Brief => Your answer is a copy of every line in the records where "Target" appears.

[Data entries]
========================================

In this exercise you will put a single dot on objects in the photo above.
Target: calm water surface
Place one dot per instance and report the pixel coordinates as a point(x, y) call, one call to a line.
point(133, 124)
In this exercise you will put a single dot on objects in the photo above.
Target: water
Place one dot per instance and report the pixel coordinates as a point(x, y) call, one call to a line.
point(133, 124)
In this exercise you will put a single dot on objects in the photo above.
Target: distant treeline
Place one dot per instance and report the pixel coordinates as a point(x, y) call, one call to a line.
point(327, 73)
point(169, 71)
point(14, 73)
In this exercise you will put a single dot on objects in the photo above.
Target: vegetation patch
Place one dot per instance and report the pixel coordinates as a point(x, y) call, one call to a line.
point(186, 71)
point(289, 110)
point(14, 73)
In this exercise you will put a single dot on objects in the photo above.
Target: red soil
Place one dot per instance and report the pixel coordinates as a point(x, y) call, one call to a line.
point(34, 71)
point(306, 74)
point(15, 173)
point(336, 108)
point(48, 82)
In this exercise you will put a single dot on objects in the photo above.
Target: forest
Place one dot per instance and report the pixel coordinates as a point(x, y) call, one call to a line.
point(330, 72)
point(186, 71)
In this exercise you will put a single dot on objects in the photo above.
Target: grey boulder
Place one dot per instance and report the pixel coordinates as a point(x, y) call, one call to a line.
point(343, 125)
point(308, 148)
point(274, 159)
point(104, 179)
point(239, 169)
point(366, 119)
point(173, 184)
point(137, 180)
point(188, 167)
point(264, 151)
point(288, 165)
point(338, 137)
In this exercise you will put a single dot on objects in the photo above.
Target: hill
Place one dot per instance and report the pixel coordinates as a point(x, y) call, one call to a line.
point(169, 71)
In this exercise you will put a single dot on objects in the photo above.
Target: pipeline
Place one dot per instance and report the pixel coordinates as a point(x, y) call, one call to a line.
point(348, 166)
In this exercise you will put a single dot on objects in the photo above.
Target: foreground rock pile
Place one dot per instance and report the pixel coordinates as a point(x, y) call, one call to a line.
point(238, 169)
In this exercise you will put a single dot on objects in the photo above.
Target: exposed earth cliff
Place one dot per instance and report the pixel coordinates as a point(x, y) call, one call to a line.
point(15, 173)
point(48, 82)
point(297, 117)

========================================

Answer section =>
Target: calm water surface
Target: water
Target: distant treeline
Target: vegetation patch
Target: red soil
Target: forest
Target: grey boulder
Target: hill
Target: pipeline
Target: foreground rock pile
Target: exposed earth cliff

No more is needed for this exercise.